— Directions for this task —
In the forum thread about getting a UAE driver's license, where is the RTA office in Media City said to be?

— Passage provided —
## start

# Where to get an UAE drivers license?



## alexalexa (Oct 10, 2008)

Hi,

I've got my visa now, so I'll have to change my driver's license to a UAE one at some office. I couldn't find any website, could you post the link if you know it? I am working in Media City and live in the Marina, so an office closeby would be wonderful.

Thank you.


----------



## inimic (Aug 20, 2008)

alexalexa said:


> Hi,
> 
> I've got my visa now, so I'll have to change my driver's license to a UAE one at some office. I couldn't find any website, could you post the link if you know it? I am working in Media City and live in the Marina, so an office closeby would be wonderful.
> 
> Thank you.


Gulfnews: Obtaining a driving licence

http://www.dubai.ae/en.portal?topic,transferdrivinglicenes,1,&_nfpb=true&_pageLabel=home


----------



## Glasceb (Jul 15, 2008)

alexalexa said:


> Hi,
> 
> I've got my visa now, so I'll have to change my driver's license to a UAE one at some office. I couldn't find any website, could you post the link if you know it? I am working in Media City and live in the Marina, so an office closeby would be wonderful.
> 
> Thank you.


There's an RTA office in Media City where you can get a driving license. In the same building as the Du office, opposite the big sand carpark.


----------



## bigdave (Oct 22, 2008)

so to get a lic I have to go through all these stupid classes?
I am from america and hold a valid lic from here.
this will take forever and where do people find the time?


----------



## mr.alsuwaidi (Dec 3, 2008)

bigdave said:


> so to get a lic I have to go through all these stupid classes?

## end

— Stored data —
## start

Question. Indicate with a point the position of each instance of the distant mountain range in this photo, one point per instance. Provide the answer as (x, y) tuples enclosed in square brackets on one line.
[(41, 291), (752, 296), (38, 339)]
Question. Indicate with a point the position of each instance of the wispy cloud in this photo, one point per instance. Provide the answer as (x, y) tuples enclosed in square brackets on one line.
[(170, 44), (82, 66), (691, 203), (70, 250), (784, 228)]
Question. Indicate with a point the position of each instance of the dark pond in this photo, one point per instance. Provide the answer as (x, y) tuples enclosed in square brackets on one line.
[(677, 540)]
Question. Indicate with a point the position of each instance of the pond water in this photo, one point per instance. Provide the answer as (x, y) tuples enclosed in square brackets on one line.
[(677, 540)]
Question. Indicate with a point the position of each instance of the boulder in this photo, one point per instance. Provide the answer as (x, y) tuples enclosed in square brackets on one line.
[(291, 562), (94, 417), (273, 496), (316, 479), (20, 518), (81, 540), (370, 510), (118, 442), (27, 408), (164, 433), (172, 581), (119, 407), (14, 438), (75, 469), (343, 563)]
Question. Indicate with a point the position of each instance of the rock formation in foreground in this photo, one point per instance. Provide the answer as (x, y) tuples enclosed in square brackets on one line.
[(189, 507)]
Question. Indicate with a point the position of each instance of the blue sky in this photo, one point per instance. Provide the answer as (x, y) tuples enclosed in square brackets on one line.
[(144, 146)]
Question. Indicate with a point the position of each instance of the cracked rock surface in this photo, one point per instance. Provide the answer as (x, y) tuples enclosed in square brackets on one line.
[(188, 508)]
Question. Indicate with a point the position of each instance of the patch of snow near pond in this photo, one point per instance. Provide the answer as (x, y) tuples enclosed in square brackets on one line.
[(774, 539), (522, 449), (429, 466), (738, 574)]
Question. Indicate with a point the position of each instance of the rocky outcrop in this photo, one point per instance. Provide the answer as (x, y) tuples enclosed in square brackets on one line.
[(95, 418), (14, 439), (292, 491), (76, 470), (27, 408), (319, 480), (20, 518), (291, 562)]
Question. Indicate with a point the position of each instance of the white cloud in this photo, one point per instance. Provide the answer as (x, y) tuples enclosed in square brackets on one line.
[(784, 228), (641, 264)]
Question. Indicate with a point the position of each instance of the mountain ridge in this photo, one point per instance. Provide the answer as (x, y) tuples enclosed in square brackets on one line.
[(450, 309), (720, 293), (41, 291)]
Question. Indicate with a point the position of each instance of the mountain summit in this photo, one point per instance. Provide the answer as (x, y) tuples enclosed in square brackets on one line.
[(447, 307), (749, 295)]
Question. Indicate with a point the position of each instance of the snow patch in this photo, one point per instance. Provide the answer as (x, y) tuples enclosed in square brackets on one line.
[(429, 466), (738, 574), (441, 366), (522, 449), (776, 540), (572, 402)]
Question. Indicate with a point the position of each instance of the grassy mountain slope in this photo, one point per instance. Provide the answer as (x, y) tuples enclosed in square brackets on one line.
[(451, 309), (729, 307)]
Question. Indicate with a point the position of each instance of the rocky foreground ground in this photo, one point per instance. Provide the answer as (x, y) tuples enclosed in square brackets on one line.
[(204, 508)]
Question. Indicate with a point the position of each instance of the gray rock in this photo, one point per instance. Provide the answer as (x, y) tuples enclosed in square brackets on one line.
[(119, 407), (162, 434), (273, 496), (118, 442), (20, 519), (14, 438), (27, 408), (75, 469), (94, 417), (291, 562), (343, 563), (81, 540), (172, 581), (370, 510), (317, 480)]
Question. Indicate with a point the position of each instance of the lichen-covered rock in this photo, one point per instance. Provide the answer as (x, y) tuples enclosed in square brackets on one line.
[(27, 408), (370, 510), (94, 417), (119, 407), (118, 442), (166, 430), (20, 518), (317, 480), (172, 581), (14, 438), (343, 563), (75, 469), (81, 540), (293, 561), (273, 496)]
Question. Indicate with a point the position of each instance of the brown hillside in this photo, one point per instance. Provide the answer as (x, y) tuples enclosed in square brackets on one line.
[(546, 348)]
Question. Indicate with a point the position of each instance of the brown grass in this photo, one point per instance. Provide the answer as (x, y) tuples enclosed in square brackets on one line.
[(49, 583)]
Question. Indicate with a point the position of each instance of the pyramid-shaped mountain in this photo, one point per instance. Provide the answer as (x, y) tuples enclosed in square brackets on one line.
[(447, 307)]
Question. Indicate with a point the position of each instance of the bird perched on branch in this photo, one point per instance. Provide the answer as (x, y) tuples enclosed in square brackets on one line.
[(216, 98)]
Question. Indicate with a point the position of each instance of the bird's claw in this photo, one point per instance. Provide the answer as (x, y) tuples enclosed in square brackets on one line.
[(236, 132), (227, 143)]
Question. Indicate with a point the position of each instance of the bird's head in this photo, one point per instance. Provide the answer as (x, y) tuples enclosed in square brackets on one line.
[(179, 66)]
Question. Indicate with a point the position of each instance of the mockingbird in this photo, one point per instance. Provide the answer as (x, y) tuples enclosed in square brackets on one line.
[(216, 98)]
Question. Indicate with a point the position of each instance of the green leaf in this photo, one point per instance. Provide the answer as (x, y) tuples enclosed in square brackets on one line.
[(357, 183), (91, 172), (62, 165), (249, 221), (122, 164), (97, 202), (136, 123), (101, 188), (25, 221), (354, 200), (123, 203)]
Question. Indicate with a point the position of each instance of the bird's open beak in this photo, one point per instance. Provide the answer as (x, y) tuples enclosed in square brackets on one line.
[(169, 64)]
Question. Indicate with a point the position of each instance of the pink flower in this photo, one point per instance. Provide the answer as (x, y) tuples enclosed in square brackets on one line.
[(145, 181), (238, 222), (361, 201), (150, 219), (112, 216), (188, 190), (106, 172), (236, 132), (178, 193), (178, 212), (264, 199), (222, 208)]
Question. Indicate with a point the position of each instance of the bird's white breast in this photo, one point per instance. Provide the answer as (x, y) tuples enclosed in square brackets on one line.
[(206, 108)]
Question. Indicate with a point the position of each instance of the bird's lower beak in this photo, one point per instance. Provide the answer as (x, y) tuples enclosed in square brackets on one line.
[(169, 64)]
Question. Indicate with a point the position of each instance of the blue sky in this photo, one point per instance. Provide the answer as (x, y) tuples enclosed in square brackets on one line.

## end

— Result of this task —
It is in the same building as the Du office, opposite the big sand carpark.